# Records supplied
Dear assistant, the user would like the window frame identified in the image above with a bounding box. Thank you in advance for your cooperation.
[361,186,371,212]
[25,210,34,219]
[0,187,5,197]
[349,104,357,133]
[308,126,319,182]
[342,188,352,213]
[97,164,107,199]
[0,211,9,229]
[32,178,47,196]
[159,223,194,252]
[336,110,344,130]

# What is needed
Give the data again in full, keeping every line as it was.

# Answer below
Dear assistant, the user would like the window frame identified in the image above with a bounding box. Thank you in advance for your cooperation.
[361,186,371,212]
[25,210,34,219]
[0,187,5,197]
[349,104,357,133]
[308,126,319,182]
[342,188,352,213]
[97,164,107,199]
[0,211,9,229]
[32,178,47,196]
[159,223,194,252]
[336,110,344,130]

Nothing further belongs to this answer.